• _Records to use_
◆ ◆ ◆

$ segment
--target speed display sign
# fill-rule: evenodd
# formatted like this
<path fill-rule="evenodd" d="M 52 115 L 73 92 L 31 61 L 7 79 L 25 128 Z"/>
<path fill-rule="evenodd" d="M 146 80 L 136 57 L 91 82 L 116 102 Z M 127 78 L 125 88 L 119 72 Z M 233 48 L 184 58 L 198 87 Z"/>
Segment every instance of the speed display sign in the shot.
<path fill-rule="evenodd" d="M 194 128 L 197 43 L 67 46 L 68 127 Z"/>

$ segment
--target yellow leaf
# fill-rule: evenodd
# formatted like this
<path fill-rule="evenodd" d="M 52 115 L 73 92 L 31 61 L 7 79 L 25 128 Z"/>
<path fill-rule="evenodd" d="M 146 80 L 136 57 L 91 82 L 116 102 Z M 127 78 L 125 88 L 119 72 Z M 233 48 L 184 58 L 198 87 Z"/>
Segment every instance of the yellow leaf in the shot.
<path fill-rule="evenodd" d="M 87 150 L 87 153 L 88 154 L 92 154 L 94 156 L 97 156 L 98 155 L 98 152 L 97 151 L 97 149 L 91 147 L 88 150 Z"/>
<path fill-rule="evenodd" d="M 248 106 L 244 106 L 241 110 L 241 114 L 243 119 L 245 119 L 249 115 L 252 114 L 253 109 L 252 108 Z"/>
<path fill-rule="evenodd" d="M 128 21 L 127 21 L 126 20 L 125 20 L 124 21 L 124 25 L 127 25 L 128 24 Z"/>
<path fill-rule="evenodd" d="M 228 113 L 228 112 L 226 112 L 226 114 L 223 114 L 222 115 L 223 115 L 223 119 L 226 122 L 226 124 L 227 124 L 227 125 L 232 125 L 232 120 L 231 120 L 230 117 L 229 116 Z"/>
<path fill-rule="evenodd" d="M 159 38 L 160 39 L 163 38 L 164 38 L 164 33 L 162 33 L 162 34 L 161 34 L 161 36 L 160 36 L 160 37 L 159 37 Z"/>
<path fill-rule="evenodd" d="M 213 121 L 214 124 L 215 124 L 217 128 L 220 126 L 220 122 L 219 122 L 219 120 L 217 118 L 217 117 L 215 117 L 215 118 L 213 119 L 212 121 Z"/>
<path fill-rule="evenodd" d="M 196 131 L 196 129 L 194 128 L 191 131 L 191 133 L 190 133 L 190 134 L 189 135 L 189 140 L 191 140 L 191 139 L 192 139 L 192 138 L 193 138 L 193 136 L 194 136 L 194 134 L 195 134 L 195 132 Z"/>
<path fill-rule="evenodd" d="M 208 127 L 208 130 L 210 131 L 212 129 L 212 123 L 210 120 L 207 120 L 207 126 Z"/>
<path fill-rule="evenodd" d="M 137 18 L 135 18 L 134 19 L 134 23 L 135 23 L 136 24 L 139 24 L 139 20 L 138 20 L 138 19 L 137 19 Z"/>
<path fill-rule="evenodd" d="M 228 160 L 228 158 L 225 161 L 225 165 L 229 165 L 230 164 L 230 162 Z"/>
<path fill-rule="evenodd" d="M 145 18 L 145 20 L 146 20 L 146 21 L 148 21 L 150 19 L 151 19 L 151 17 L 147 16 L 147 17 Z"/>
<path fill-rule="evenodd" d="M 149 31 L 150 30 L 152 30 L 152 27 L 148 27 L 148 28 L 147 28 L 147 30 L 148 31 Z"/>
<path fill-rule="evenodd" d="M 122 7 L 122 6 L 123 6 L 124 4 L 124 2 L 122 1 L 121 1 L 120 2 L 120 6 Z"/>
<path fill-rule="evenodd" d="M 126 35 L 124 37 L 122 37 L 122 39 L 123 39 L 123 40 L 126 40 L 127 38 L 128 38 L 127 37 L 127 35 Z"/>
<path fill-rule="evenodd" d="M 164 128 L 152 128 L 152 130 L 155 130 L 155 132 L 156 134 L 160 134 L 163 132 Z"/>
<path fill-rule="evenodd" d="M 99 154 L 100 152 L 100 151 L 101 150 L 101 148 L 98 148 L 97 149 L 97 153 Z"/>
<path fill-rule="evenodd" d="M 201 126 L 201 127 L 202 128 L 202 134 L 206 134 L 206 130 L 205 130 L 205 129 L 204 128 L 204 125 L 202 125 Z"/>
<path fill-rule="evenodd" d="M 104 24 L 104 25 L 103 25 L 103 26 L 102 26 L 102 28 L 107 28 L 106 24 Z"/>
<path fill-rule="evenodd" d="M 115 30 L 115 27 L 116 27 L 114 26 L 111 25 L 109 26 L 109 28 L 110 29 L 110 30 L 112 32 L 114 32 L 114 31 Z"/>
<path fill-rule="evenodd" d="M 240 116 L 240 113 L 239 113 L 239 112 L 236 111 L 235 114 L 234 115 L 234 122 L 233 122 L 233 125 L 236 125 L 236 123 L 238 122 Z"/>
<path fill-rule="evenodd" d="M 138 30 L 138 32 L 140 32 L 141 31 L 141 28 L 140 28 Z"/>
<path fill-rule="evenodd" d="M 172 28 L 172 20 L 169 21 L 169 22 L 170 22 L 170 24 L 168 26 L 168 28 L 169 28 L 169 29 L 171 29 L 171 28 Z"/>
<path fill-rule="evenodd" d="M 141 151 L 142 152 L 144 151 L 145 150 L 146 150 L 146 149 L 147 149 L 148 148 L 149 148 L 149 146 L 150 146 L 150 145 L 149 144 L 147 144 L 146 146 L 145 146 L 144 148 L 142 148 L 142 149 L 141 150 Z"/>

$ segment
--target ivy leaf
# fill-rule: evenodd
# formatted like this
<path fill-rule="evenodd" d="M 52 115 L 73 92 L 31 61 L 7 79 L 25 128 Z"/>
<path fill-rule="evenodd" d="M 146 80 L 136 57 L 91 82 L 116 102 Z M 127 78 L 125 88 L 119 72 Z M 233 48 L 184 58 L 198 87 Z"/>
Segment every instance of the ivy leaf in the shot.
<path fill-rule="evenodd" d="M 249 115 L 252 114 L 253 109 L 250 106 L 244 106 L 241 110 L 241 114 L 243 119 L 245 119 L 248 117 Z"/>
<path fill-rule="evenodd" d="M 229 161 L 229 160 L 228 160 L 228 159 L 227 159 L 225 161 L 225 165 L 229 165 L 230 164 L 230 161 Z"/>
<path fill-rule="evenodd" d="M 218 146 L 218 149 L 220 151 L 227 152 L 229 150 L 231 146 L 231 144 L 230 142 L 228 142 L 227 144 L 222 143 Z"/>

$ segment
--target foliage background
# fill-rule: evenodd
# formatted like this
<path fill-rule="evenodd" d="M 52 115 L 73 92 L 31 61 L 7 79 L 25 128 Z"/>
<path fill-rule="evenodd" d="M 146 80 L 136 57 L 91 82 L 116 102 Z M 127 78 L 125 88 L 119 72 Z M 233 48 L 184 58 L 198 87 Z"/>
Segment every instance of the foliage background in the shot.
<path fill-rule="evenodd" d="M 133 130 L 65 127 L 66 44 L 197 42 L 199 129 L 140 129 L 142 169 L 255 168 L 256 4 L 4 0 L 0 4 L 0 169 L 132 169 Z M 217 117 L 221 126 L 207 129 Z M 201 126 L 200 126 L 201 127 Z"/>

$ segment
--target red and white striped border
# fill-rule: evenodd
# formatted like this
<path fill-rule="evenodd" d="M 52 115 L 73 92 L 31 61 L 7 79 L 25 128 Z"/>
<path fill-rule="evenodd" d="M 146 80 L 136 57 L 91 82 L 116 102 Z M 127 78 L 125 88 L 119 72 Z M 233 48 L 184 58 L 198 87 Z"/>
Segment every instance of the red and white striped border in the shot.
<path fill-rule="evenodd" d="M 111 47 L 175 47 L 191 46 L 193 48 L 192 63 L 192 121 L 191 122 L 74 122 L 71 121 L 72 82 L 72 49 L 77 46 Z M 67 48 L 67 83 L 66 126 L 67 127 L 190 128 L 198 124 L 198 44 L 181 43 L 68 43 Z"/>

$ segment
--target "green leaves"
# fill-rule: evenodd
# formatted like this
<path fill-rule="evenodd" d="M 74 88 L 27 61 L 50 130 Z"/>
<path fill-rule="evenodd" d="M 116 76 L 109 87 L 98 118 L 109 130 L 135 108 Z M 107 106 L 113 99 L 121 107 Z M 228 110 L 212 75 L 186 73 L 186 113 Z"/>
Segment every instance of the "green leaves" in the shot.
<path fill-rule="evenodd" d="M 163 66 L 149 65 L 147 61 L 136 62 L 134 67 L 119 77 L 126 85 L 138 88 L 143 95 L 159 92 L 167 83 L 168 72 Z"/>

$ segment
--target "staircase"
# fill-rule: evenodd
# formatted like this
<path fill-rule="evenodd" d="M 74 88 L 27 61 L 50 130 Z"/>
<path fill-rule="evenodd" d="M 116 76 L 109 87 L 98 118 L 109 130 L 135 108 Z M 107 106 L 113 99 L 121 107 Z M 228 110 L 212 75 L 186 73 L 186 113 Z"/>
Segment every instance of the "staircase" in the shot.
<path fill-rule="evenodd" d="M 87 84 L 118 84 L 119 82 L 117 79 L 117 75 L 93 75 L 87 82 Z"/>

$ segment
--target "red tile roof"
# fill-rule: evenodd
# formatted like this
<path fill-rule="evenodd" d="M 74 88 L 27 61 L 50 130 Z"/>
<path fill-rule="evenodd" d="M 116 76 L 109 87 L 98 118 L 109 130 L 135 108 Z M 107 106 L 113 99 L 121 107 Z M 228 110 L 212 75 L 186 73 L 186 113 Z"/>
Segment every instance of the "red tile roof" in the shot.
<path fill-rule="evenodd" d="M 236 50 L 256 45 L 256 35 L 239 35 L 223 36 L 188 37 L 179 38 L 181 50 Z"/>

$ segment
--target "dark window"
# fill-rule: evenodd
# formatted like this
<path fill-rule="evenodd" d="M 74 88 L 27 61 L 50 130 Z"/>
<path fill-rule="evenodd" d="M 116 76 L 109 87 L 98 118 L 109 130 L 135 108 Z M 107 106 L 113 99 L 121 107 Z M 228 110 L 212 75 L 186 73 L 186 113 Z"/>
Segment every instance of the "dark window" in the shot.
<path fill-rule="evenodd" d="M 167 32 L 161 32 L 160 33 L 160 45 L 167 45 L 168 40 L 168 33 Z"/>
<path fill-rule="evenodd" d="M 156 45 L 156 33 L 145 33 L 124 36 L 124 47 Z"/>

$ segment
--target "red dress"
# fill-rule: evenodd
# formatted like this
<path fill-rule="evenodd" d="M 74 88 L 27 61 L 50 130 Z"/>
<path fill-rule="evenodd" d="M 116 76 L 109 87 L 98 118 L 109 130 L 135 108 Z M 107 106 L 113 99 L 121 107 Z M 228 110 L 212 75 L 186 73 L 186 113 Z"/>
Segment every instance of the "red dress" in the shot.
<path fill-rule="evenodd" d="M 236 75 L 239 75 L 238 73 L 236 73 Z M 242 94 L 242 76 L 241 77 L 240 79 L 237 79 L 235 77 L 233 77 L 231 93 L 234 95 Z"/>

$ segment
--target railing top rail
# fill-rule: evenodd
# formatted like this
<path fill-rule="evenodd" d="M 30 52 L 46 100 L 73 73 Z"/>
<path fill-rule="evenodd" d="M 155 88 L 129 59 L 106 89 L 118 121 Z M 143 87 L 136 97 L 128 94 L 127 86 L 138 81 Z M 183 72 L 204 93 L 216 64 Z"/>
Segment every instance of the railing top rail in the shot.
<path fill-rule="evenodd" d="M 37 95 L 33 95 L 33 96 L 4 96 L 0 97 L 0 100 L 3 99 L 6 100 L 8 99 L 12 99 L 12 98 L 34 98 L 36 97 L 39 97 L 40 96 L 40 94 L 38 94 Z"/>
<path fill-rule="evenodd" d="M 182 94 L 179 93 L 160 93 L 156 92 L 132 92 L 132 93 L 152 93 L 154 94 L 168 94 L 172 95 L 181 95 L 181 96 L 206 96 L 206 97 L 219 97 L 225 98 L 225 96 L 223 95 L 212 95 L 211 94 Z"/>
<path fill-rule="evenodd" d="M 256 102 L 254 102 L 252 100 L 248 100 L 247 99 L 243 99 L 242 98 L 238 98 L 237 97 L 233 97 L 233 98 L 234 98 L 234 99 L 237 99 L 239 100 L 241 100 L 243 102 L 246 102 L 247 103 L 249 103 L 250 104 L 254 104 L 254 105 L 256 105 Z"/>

◆ ◆ ◆

Can you rewrite the items from the start through the line containing "194 128 L 197", both included, with "speed display sign" changed to "speed limit sign" and everything else unchanged?

$ segment
--target speed limit sign
# fill-rule: evenodd
# formatted like this
<path fill-rule="evenodd" d="M 52 115 L 73 92 L 31 61 L 7 79 L 25 128 Z"/>
<path fill-rule="evenodd" d="M 146 80 L 136 57 L 91 82 L 116 102 Z M 127 78 L 125 88 L 119 72 Z M 233 48 L 184 58 L 198 87 Z"/>
Segment every instance of the speed limit sign in the shot.
<path fill-rule="evenodd" d="M 194 128 L 197 43 L 67 46 L 68 127 Z"/>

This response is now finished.